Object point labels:
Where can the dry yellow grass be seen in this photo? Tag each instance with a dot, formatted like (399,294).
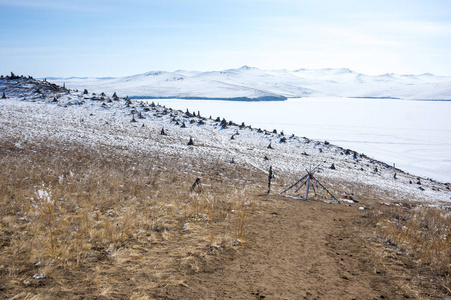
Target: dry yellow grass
(422,232)
(75,221)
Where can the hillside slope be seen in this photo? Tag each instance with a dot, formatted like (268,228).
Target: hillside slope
(96,202)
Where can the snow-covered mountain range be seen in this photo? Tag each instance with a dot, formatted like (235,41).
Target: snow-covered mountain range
(247,83)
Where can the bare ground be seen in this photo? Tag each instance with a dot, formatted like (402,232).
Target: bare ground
(284,249)
(308,250)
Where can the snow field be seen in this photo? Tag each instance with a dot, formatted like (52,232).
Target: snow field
(109,125)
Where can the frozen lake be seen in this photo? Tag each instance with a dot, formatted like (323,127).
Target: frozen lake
(413,135)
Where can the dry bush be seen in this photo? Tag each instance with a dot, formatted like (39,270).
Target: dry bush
(423,232)
(75,213)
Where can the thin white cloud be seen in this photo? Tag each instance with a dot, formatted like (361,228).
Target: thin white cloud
(81,6)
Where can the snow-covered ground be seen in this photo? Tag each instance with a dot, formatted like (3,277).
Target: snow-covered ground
(413,135)
(41,114)
(257,84)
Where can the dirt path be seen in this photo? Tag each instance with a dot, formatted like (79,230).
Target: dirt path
(296,250)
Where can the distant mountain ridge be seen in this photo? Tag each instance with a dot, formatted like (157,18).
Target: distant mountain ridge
(253,84)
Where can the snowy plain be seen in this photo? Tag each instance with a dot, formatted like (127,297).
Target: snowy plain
(131,127)
(413,135)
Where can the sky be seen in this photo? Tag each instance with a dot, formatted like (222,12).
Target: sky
(101,38)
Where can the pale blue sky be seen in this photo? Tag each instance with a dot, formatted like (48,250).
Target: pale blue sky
(118,38)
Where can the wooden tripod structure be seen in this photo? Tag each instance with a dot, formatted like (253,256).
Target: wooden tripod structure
(309,181)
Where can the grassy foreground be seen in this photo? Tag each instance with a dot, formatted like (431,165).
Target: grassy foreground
(73,221)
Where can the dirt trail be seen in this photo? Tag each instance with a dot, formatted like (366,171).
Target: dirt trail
(297,250)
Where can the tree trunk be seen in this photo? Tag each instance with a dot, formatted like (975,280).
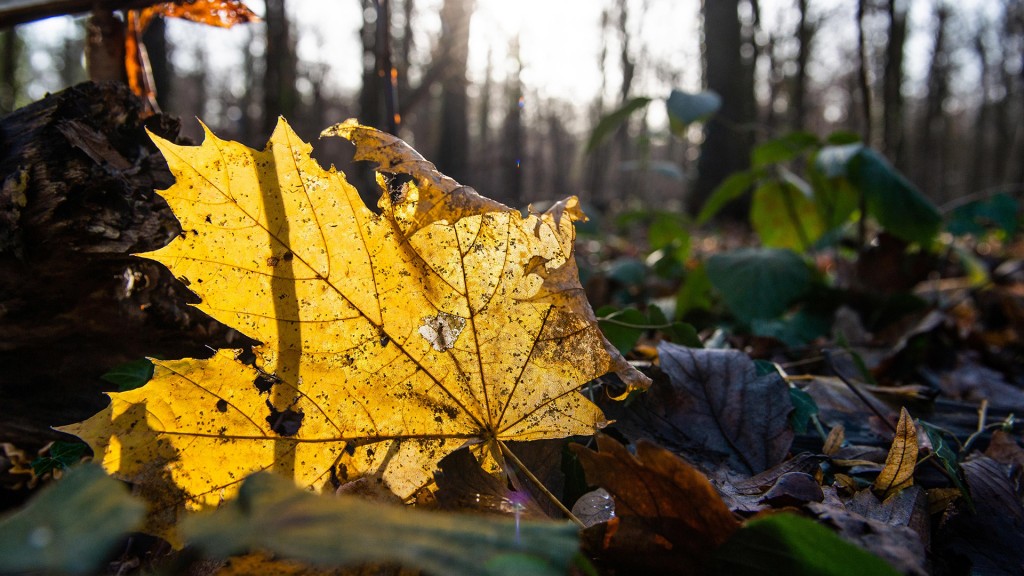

YOUR INSTRUCTIONS: Pull out each line of the listing that contains the word "blue". Case counts.

EXERCISE SOLUTION:
Where can the pale blue sky be seen in this photo? Tag each instance with a dot, formatted like (48,250).
Target: pale blue sky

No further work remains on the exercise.